* [TASK INSTRUCTIONS]
Arrange every line of the records as a Markdown table with the columns Row and Line, skipping any blank lines.

* [Pointing and labeling records]
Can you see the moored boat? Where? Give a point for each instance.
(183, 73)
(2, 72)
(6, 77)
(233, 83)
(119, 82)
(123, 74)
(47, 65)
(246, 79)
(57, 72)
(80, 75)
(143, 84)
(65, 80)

* [SOLUTION TO THE EXERCISE]
| Row | Line |
|---|---|
| 1 | Can you see the moored boat? Where? Give a point for each instance. |
| 2 | (183, 73) |
| 3 | (2, 72) |
| 4 | (6, 77) |
| 5 | (233, 83) |
| 6 | (119, 82) |
| 7 | (123, 74) |
| 8 | (47, 65) |
| 9 | (246, 79) |
| 10 | (57, 72) |
| 11 | (80, 75) |
| 12 | (143, 84) |
| 13 | (65, 80) |